* [SET PROBLEM]: Locate each line in the data below that contains the string "bird" and copy those lines.

------------------------------

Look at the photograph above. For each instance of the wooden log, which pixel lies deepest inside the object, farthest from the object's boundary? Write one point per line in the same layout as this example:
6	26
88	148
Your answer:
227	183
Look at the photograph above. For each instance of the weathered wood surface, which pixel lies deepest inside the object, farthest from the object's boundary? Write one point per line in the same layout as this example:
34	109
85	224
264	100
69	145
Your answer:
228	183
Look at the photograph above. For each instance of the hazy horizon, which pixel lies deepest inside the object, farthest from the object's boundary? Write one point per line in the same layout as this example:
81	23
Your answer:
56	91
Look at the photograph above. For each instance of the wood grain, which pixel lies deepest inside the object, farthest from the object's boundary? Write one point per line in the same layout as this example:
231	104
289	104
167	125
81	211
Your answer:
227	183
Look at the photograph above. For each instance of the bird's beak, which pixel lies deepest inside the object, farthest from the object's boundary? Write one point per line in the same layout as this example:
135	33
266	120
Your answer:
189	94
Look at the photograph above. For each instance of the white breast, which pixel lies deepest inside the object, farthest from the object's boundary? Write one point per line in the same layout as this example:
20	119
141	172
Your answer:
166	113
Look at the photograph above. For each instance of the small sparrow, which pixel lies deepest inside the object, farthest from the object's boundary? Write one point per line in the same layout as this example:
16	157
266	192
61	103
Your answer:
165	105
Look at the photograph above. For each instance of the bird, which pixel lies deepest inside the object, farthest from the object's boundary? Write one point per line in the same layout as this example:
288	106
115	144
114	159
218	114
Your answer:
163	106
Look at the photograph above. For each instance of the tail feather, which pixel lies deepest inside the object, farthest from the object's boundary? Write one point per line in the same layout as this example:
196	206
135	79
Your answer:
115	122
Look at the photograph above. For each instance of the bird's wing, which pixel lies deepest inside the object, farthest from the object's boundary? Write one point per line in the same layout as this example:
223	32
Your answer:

------------------------------

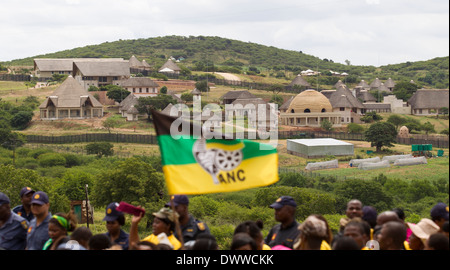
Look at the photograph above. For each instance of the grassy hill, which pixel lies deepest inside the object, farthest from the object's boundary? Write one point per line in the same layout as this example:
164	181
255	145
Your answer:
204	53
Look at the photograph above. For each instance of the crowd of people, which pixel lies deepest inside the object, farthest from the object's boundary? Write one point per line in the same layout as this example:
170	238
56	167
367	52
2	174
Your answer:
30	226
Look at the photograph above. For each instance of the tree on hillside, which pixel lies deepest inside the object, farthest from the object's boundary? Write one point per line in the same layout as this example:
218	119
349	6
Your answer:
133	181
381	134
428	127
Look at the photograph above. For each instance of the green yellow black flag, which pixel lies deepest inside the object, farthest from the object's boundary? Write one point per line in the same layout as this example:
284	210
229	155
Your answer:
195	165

------------------------------

* [WORKED SOLUTION]:
Look at the photograph above. For each instance of the bird's beak, which pixel lies deepest inside the object, farthest from the object's boundary? Write one point per line in the same layout as this example:
Look at the photograph above. For each instance of the bird, which pixel lies deepest inside the object, farthest from the object's boundary? Write one point per line in the same layout as this example:
Look at the photograph above. For each instance of the bird's wing, which pixel lies deepest inside the object, farthest from the object's boundary? Write one point per line in the same layout as this example:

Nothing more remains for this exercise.